* **WHAT IS EXPECTED**:
Extract from the entries below, exactly as given, only the lines from the line containing "Target: man's hand" to the line containing "Mark every instance of the sky", both lines included.

* **INPUT MATERIAL**:
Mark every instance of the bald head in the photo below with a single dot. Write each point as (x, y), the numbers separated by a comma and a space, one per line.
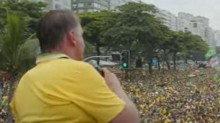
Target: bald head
(53, 28)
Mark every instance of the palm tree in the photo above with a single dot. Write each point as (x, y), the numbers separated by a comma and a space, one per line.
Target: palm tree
(17, 50)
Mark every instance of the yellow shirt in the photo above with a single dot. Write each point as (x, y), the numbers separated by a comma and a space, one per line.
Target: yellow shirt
(60, 90)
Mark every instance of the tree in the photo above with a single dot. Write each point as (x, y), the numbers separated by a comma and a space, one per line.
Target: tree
(94, 25)
(18, 52)
(33, 11)
(138, 29)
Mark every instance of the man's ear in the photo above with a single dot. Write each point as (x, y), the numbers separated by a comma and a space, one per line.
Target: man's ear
(71, 37)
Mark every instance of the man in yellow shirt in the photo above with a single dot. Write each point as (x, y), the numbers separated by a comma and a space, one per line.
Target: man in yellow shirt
(64, 89)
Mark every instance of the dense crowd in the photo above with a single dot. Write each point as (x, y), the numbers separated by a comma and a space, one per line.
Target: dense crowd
(176, 97)
(182, 96)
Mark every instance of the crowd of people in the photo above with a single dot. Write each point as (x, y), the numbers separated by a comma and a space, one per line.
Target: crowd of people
(177, 97)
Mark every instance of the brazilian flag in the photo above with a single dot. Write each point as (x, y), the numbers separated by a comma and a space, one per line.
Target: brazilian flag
(212, 52)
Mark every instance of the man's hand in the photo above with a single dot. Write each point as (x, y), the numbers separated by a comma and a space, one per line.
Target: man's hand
(129, 113)
(111, 80)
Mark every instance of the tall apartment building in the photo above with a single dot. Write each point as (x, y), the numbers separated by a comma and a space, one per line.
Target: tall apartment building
(55, 4)
(115, 3)
(90, 5)
(217, 37)
(198, 25)
(58, 4)
(169, 19)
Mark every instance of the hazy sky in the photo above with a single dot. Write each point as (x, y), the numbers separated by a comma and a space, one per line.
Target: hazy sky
(206, 8)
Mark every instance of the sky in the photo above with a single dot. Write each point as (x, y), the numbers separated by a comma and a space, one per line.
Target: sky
(206, 8)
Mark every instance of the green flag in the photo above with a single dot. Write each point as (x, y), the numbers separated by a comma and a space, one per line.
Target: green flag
(210, 53)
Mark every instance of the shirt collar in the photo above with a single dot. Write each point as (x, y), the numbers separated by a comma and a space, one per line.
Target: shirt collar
(49, 56)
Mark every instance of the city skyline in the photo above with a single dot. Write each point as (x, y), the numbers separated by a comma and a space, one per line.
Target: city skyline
(204, 8)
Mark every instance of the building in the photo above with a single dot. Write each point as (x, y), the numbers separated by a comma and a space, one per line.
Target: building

* **OUTPUT FOR THIS TASK**:
Target: man's hand
(129, 113)
(111, 80)
Mark every instance of the tall apartment building in the photo above with a single dot. Write each point as (x, y), the numbers separated by a comma and a space, one per line.
Target: tall apartment building
(55, 4)
(115, 3)
(90, 5)
(217, 37)
(198, 25)
(58, 4)
(169, 19)
Mark every instance of the hazy sky in the photo above with a single dot. Write each point as (x, y), the numbers separated by a comma and a space, one per line.
Target: hazy sky
(206, 8)
Mark every instance of the sky in the photo above with a single dot. Write each point as (x, y), the numbers separated by a comma and a space, one per line.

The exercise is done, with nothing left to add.